• [What the task requires] Go line by line through the entries and show those that hold the string "building".

• [Extracted data entries]

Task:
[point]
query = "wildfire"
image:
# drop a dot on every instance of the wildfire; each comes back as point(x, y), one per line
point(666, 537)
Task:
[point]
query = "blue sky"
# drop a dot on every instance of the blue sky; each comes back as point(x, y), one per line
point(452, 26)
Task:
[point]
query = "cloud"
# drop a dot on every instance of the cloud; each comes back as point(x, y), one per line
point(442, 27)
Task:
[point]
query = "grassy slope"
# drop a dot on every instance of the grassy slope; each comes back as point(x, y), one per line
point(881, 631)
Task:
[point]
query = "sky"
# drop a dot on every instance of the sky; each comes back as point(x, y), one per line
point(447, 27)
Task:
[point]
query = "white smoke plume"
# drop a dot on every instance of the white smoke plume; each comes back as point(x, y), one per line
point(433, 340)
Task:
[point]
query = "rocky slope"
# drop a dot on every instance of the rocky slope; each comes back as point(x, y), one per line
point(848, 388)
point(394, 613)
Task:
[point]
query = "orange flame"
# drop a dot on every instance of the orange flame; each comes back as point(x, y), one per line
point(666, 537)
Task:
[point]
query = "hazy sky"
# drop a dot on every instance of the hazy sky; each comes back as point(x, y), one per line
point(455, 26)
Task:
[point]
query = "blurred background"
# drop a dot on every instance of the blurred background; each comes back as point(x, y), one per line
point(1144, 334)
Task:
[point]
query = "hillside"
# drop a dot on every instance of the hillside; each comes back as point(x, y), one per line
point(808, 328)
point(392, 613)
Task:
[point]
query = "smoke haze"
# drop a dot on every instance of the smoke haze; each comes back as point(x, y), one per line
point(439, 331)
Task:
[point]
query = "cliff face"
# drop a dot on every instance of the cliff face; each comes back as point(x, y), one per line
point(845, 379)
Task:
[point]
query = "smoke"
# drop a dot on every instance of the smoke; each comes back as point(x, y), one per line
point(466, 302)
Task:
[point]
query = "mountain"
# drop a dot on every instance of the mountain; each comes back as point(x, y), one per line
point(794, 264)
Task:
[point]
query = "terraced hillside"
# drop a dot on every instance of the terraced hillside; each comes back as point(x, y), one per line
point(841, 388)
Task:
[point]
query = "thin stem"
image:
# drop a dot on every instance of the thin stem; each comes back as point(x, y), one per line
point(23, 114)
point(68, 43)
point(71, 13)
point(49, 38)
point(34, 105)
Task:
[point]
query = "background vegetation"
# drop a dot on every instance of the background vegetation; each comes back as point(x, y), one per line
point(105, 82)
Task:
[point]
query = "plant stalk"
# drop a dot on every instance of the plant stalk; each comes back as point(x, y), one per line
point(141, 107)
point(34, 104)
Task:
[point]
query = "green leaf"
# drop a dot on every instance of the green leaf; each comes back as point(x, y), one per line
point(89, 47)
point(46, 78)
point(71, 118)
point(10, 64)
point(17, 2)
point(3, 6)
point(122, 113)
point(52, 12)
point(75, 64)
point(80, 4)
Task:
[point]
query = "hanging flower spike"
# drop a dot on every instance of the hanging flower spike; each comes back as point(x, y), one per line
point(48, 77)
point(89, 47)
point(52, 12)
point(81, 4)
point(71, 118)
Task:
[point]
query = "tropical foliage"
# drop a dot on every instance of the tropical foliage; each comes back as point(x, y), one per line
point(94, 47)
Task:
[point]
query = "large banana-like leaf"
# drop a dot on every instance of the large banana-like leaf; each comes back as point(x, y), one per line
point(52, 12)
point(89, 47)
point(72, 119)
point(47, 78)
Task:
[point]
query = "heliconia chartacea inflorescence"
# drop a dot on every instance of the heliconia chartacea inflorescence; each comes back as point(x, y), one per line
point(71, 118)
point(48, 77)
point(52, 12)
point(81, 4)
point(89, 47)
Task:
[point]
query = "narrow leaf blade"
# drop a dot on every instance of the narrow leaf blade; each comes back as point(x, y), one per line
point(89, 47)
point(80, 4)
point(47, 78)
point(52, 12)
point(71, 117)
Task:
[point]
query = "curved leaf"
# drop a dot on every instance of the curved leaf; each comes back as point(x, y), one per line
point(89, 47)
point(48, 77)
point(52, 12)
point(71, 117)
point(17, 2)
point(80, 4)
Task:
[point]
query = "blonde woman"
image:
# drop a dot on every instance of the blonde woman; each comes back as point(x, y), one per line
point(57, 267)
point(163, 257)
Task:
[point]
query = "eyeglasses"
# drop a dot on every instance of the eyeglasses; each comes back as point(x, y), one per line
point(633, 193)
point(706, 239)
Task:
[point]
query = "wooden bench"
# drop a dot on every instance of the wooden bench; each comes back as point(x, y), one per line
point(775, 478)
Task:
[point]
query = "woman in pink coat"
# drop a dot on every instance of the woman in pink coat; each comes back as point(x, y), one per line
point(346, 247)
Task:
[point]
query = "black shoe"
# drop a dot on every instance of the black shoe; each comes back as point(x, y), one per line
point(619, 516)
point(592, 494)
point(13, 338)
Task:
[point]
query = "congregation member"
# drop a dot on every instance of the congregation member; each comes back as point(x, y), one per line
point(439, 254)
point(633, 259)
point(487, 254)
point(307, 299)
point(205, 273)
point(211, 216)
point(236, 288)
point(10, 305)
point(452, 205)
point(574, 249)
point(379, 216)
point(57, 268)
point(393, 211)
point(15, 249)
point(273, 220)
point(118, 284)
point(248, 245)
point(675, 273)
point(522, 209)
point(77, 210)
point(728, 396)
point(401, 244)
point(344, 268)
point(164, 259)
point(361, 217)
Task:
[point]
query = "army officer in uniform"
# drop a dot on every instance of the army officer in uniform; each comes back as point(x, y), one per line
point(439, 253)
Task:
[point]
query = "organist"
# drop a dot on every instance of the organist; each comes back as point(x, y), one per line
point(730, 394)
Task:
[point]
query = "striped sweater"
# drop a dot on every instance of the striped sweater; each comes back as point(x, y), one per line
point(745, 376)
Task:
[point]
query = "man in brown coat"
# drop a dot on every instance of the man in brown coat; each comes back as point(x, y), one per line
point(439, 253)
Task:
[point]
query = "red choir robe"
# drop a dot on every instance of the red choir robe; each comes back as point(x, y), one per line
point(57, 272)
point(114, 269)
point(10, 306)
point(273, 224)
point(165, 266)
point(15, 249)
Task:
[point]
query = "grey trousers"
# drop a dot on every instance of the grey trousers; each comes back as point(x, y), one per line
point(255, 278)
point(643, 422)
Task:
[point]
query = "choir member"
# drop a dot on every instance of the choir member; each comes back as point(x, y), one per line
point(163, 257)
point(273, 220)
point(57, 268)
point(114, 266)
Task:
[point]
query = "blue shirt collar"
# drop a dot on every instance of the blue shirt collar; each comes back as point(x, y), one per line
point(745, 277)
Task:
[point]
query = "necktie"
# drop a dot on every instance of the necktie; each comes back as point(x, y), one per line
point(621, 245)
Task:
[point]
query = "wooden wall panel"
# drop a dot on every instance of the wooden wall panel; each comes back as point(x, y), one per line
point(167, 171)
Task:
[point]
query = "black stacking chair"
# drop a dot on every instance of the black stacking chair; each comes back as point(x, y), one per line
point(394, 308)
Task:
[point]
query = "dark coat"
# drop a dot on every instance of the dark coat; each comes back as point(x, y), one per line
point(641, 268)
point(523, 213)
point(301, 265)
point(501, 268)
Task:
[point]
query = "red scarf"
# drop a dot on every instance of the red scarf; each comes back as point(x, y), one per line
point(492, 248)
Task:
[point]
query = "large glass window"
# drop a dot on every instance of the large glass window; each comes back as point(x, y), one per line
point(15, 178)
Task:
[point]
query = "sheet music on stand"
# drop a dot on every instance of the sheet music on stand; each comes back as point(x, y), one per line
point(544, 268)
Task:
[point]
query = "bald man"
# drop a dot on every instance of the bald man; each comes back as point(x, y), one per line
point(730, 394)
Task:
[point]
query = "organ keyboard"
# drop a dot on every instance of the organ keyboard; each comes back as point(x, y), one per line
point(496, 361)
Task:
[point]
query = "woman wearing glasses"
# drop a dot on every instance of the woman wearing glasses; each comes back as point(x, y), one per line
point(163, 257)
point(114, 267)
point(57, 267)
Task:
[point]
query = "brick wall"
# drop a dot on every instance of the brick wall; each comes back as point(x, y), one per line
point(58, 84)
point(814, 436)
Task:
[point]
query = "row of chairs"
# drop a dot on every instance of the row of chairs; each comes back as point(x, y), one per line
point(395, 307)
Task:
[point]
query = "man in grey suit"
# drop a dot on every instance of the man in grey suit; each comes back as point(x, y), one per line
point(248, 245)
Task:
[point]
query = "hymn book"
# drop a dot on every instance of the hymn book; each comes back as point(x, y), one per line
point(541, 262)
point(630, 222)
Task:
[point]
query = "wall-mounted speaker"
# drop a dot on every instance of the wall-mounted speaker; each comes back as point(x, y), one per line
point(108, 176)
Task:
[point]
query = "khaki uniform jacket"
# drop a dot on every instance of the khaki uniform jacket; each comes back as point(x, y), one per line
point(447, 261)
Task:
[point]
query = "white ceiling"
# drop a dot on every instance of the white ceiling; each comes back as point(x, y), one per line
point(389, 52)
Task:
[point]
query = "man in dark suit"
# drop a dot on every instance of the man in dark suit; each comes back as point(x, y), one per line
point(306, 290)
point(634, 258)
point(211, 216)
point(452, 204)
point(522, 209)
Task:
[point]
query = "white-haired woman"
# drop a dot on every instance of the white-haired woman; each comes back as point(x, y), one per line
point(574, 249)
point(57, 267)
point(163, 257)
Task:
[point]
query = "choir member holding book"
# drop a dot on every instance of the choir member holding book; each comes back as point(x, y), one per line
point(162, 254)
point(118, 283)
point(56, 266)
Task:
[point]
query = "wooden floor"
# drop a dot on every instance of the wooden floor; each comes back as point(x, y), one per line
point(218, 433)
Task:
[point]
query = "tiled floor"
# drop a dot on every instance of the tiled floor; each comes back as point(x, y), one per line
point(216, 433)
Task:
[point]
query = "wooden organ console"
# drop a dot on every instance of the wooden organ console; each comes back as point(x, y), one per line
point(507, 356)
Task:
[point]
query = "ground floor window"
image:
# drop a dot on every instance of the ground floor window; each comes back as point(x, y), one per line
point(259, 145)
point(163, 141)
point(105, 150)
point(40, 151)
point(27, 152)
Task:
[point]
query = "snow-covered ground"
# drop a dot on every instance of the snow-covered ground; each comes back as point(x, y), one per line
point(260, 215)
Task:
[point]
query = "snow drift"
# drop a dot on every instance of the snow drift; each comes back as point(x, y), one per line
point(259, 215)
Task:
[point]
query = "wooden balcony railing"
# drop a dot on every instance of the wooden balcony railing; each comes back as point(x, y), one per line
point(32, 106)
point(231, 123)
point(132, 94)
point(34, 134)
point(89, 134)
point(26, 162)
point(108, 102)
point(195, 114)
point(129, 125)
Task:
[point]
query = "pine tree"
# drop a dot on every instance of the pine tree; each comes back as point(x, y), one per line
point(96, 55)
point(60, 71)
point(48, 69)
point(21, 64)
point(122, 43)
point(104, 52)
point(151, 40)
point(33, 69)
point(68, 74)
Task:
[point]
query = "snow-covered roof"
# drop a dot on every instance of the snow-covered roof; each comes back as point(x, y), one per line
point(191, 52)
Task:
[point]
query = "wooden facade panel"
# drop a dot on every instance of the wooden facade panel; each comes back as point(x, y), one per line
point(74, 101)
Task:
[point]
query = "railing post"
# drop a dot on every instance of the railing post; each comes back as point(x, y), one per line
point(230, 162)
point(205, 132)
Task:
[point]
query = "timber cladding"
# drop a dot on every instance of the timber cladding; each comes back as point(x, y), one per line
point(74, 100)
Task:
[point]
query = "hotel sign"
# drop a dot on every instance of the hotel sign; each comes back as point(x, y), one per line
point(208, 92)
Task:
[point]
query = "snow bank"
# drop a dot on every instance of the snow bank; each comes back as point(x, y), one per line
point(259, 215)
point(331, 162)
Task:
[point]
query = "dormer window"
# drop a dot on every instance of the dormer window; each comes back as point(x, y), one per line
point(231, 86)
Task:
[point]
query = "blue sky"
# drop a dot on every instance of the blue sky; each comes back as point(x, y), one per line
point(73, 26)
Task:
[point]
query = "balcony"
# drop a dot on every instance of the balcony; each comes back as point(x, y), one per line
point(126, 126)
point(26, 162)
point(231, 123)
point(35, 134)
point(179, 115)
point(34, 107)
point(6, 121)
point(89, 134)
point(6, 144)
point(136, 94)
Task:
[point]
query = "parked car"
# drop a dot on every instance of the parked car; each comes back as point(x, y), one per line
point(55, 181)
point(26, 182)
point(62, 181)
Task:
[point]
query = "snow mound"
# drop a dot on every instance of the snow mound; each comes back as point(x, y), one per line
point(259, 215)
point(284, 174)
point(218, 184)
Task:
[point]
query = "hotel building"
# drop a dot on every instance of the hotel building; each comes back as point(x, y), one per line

• [Answer box]
query = "hotel building"
# drop a dot on every instance of the hotel building; each comes back as point(x, y), one per line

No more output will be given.